[Task to carry out] Can you pick out every line of the records below that contains the string "marten" and copy each one? Matching is case-sensitive.

[Extracted material]
◇ ◇ ◇ ◇ ◇ ◇ ◇

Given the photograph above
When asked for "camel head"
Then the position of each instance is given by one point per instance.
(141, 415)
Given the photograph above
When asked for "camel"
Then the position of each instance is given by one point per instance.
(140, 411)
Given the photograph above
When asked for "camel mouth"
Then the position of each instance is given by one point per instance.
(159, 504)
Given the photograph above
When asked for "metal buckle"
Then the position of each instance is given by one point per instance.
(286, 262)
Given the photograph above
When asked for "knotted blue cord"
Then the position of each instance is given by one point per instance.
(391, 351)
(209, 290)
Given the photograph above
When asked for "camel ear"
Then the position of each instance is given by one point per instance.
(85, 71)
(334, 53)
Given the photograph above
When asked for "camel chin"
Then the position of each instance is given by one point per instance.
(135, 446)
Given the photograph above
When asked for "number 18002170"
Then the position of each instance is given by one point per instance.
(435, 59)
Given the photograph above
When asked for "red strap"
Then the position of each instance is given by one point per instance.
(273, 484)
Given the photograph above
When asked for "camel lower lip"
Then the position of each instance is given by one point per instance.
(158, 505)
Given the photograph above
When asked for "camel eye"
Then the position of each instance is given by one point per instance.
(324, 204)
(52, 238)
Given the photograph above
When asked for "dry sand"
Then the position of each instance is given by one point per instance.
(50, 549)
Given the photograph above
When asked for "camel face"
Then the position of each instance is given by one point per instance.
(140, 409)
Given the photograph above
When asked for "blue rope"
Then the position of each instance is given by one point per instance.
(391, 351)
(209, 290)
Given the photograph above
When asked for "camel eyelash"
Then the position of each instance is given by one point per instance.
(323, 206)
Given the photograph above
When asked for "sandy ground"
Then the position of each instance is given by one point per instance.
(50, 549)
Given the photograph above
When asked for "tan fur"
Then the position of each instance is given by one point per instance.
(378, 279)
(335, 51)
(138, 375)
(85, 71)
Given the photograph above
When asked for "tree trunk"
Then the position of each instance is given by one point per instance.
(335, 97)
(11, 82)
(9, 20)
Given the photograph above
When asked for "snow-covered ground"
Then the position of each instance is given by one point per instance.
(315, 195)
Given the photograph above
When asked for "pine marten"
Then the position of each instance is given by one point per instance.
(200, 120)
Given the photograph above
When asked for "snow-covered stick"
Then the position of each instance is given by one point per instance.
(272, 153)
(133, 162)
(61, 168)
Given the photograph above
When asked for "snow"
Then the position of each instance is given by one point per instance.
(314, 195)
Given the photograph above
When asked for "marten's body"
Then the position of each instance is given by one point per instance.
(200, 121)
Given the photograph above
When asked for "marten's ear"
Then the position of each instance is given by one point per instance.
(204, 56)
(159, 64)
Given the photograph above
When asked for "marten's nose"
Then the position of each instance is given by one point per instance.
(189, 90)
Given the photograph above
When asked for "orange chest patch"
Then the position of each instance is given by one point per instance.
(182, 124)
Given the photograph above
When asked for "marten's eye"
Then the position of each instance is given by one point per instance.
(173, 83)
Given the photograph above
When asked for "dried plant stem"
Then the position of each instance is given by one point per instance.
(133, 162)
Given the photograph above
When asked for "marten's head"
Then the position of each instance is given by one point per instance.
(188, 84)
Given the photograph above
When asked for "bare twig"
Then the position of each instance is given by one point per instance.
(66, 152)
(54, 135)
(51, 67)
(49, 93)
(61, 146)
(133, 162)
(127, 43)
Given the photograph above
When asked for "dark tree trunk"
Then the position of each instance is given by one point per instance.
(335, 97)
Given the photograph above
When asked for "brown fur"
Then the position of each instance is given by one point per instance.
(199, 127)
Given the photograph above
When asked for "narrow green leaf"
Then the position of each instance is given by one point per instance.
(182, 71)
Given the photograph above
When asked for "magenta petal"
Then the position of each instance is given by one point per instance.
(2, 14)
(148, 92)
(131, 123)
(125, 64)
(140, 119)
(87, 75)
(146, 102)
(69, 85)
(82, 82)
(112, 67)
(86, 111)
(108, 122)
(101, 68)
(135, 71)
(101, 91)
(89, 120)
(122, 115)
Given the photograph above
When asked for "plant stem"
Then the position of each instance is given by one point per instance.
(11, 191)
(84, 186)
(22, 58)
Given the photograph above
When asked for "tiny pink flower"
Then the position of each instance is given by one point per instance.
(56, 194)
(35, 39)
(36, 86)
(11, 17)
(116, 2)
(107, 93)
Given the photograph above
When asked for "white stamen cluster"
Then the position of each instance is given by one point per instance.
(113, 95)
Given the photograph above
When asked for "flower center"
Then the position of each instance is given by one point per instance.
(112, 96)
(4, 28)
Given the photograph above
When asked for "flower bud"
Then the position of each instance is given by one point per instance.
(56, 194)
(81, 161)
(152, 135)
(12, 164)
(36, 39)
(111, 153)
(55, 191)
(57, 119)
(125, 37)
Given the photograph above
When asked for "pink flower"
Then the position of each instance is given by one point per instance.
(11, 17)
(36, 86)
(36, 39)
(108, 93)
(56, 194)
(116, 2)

◇ ◇ ◇ ◇ ◇ ◇ ◇

[Completed exercise]
When asked for "pine marten"
When asked for "marten's body"
When asked for "marten's ear"
When asked for "marten's nose"
When asked for "marten's eye"
When asked for "marten's head"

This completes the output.